## Input data

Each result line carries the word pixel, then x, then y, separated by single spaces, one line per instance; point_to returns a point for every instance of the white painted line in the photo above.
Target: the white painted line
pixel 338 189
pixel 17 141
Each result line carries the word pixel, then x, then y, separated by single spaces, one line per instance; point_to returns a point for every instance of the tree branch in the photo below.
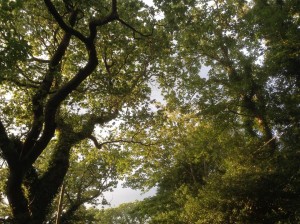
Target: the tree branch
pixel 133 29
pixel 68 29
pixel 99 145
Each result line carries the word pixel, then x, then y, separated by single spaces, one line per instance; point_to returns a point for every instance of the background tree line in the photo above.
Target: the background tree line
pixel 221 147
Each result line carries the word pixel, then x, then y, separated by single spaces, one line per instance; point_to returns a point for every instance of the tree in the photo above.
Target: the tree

## Work to be completed
Among the entries above, how many lines contain the string "spaces"? Write the number alone.

## Solution to this exercise
4